Stored items:
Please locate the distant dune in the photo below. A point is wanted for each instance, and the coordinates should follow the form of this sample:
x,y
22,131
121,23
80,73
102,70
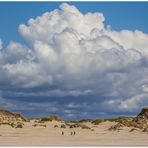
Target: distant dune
x,y
17,130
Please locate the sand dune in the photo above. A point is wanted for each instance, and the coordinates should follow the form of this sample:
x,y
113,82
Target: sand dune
x,y
50,136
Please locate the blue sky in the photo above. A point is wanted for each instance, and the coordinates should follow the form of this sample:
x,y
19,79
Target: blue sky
x,y
68,62
120,15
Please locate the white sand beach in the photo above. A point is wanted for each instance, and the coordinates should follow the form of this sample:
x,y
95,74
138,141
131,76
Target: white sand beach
x,y
51,136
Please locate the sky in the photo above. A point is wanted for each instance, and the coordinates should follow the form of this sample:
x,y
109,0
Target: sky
x,y
75,59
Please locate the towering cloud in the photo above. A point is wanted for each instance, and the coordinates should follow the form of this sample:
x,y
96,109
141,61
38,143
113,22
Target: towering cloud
x,y
73,55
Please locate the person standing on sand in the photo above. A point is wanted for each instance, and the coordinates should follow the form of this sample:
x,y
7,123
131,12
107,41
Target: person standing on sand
x,y
71,133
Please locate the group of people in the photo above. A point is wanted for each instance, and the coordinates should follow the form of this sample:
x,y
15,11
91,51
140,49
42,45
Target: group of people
x,y
71,133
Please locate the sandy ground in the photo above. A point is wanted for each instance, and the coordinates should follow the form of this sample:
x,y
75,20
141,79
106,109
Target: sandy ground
x,y
50,136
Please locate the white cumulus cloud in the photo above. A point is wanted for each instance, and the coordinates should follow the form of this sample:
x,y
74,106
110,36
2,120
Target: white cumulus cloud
x,y
73,52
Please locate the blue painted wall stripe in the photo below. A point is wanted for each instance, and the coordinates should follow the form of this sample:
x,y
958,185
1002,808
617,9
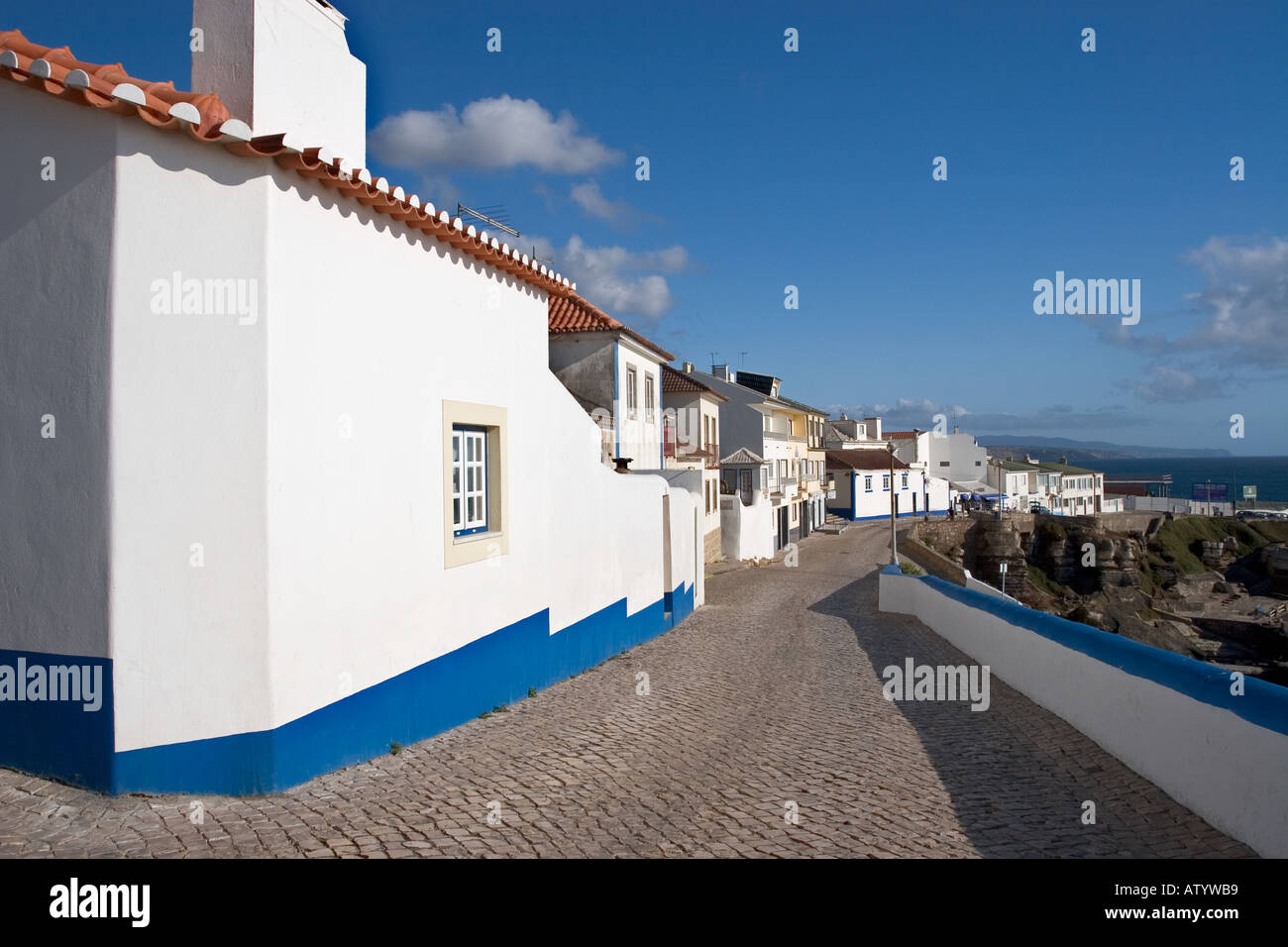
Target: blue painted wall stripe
x,y
1262,703
67,744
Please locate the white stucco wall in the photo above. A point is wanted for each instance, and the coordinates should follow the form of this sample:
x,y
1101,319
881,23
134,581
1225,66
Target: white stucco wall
x,y
54,350
1224,767
640,436
299,449
283,65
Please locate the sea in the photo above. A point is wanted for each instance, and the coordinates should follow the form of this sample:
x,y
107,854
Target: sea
x,y
1269,474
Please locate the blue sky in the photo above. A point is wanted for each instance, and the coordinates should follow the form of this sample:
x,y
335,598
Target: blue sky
x,y
814,169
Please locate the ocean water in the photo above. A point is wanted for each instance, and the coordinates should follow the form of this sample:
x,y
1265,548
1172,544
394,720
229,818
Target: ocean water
x,y
1269,474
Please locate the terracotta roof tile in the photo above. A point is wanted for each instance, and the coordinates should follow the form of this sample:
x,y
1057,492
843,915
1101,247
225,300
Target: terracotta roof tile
x,y
204,116
572,313
863,459
742,457
675,381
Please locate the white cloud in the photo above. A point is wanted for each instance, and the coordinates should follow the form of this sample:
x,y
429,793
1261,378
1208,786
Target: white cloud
x,y
618,279
1166,384
489,134
1239,318
590,198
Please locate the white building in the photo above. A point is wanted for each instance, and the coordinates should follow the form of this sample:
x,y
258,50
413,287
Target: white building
x,y
774,432
691,440
295,474
616,373
863,486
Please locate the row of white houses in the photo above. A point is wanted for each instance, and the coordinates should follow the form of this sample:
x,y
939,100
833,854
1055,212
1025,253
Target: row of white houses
x,y
256,486
265,496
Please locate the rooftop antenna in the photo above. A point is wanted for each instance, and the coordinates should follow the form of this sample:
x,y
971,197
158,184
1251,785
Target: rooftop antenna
x,y
488,218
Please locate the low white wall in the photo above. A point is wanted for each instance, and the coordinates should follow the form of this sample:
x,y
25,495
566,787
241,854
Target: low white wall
x,y
1170,718
971,582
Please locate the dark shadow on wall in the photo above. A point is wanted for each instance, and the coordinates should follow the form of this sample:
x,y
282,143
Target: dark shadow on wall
x,y
1018,776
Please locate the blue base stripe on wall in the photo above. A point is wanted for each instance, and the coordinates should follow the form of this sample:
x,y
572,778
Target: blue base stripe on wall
x,y
55,738
412,706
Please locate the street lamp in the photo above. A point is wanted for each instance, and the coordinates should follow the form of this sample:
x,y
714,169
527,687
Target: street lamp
x,y
894,552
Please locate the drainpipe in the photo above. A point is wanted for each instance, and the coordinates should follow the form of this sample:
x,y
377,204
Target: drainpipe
x,y
617,405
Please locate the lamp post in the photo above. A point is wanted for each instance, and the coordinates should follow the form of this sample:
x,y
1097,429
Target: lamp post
x,y
894,552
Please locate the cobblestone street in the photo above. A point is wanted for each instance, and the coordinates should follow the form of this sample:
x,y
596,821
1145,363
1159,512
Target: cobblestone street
x,y
764,702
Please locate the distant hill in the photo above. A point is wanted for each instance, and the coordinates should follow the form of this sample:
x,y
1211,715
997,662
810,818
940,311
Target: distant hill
x,y
1085,451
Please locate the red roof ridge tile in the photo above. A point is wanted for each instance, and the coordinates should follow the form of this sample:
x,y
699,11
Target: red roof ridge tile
x,y
56,72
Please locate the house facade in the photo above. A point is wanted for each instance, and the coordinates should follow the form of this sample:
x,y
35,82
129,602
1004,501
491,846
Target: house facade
x,y
691,440
773,431
864,488
614,373
274,493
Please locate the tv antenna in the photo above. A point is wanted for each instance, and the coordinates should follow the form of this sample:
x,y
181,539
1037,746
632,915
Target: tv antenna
x,y
492,217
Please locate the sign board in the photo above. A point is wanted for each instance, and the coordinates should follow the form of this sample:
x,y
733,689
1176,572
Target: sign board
x,y
1210,492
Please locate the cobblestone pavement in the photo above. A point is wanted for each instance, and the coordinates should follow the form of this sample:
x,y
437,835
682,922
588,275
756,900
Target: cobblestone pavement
x,y
764,702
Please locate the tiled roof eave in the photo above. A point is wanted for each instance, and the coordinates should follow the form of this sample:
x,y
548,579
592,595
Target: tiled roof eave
x,y
206,120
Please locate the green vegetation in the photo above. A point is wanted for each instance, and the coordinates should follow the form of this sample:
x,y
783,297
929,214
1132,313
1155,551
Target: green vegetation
x,y
1177,541
1044,582
1051,532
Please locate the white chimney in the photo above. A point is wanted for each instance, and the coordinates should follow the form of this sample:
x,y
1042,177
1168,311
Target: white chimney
x,y
283,65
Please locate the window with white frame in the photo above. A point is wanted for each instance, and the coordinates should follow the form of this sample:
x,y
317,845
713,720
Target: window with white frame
x,y
469,479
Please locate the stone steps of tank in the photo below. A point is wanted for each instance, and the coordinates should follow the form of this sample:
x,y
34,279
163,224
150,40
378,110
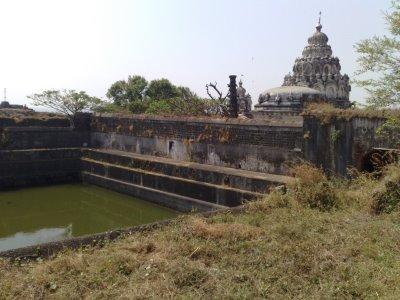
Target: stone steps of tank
x,y
167,199
217,175
212,193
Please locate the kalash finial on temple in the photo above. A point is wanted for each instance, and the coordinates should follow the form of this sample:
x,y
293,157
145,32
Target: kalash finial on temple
x,y
319,26
316,76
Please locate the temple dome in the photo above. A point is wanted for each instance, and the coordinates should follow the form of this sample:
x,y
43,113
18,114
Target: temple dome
x,y
318,38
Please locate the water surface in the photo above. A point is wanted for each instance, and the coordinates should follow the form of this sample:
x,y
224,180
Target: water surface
x,y
42,214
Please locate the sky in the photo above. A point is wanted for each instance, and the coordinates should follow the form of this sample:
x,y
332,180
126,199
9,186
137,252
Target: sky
x,y
89,44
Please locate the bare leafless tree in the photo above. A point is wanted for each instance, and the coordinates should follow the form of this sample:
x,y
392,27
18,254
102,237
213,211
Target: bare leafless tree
x,y
219,103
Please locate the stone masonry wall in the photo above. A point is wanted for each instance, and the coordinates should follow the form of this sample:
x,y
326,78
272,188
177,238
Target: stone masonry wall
x,y
251,144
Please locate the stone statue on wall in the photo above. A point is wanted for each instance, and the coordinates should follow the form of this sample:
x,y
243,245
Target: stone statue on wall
x,y
244,100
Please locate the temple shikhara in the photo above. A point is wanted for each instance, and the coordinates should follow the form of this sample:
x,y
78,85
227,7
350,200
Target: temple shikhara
x,y
316,76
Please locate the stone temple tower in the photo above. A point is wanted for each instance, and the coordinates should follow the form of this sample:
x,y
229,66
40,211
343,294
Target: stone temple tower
x,y
316,76
318,69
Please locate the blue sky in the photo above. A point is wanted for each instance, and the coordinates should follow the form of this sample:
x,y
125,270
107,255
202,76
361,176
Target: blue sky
x,y
89,44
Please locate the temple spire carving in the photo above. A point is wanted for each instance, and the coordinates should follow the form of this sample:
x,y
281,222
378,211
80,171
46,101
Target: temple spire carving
x,y
318,69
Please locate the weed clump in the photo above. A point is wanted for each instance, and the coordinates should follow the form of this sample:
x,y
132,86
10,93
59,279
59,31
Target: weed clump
x,y
386,198
312,188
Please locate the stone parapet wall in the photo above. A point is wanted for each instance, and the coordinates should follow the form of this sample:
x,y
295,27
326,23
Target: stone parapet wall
x,y
12,138
39,167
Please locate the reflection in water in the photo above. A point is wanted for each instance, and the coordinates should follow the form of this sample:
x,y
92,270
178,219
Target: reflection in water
x,y
37,215
45,235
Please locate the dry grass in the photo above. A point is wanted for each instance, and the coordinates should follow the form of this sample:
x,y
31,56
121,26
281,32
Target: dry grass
x,y
326,112
279,247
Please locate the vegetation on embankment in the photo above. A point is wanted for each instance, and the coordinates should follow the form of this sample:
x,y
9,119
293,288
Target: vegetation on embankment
x,y
326,112
321,239
27,117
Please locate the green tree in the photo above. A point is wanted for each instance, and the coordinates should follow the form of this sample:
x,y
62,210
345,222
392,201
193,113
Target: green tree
x,y
124,93
380,61
161,89
67,102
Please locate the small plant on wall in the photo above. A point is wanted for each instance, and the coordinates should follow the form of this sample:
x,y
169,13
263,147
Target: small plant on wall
x,y
335,135
66,102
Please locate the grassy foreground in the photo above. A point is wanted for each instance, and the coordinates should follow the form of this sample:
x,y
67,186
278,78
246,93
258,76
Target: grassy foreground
x,y
321,239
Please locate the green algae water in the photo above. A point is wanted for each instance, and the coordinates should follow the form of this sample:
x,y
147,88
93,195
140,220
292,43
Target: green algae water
x,y
43,214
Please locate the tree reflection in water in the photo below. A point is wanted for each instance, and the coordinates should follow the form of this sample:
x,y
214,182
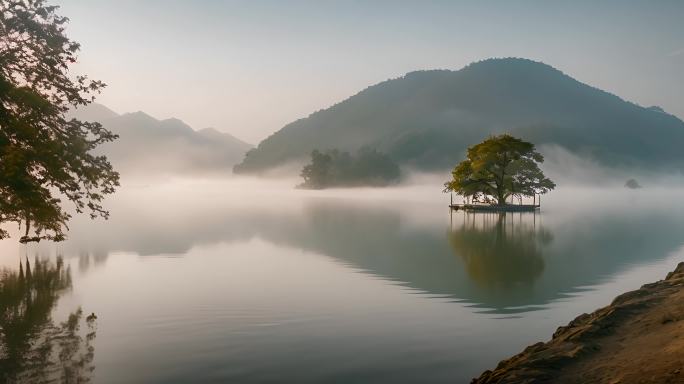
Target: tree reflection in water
x,y
500,249
33,348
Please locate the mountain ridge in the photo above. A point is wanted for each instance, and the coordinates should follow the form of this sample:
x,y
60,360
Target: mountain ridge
x,y
147,145
428,118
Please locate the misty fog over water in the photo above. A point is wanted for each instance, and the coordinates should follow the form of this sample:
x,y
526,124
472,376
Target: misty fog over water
x,y
253,281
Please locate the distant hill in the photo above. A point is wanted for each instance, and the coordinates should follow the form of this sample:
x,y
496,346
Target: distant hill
x,y
147,145
427,119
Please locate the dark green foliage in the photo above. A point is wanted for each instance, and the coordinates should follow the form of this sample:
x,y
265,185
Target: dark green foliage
x,y
334,168
427,119
44,157
33,348
500,167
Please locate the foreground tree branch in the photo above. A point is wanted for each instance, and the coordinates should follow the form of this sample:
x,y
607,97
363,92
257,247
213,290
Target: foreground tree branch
x,y
45,158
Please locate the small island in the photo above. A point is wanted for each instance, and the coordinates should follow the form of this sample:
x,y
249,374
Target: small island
x,y
500,168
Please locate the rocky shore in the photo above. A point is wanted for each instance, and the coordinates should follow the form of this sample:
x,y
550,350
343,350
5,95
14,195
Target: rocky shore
x,y
638,338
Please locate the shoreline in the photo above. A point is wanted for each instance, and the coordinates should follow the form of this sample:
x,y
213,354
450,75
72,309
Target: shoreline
x,y
638,338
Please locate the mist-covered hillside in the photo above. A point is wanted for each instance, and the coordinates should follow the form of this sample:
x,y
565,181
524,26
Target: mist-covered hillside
x,y
427,119
150,146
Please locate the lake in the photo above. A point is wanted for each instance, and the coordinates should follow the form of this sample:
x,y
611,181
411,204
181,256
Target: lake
x,y
256,282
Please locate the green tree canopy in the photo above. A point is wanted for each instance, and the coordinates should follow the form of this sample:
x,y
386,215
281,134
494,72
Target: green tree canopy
x,y
500,167
45,158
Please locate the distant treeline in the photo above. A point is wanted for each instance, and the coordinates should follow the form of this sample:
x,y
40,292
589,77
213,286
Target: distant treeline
x,y
341,169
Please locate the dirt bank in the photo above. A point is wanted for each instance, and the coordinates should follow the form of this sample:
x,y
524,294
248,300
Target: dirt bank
x,y
639,338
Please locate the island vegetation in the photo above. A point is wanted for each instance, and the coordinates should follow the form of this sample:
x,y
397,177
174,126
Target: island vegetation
x,y
46,158
500,167
341,169
632,184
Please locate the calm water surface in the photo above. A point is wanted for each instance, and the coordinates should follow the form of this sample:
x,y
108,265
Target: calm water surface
x,y
252,282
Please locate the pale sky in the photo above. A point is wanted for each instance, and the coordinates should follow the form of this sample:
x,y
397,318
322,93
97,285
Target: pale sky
x,y
250,67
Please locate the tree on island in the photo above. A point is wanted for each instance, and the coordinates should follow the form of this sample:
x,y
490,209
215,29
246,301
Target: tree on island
x,y
498,168
45,158
632,184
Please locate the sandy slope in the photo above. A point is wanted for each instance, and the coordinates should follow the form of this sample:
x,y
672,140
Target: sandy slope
x,y
639,338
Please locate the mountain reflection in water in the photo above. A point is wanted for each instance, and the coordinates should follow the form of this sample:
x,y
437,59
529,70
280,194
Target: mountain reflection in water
x,y
501,264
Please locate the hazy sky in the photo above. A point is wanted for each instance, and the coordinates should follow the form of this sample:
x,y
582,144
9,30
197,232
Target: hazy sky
x,y
250,67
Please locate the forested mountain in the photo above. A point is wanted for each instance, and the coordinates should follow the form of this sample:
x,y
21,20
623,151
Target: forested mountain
x,y
147,145
427,119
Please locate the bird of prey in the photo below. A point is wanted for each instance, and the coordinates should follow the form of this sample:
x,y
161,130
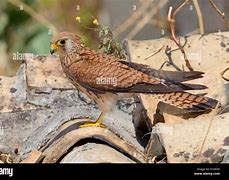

#### [What the task requires]
Search the data above for "below" and copy every line where it turns up.

#### [Result for this exercise]
Please locate the distant dune in the photo below. A point is wanted for each instance, and the coordinates should follow the form of this sample:
Please locate the blue painted wall stripe in the photo below. A point is wanted for each instance, and the coordinates should follow the form of this sample:
Please locate the stone steps of tank in the photo below. A point is wanted for each instance, and the coordinates should follow the form of this sample:
Please locate the tree reflection in water in the photo below. A point is wanted for each instance, and the coordinates should follow the form of this sample:
Please locate the bird of prey in the photo below. A point is wanted for each instance, and the coordinates should follow the form of this sample:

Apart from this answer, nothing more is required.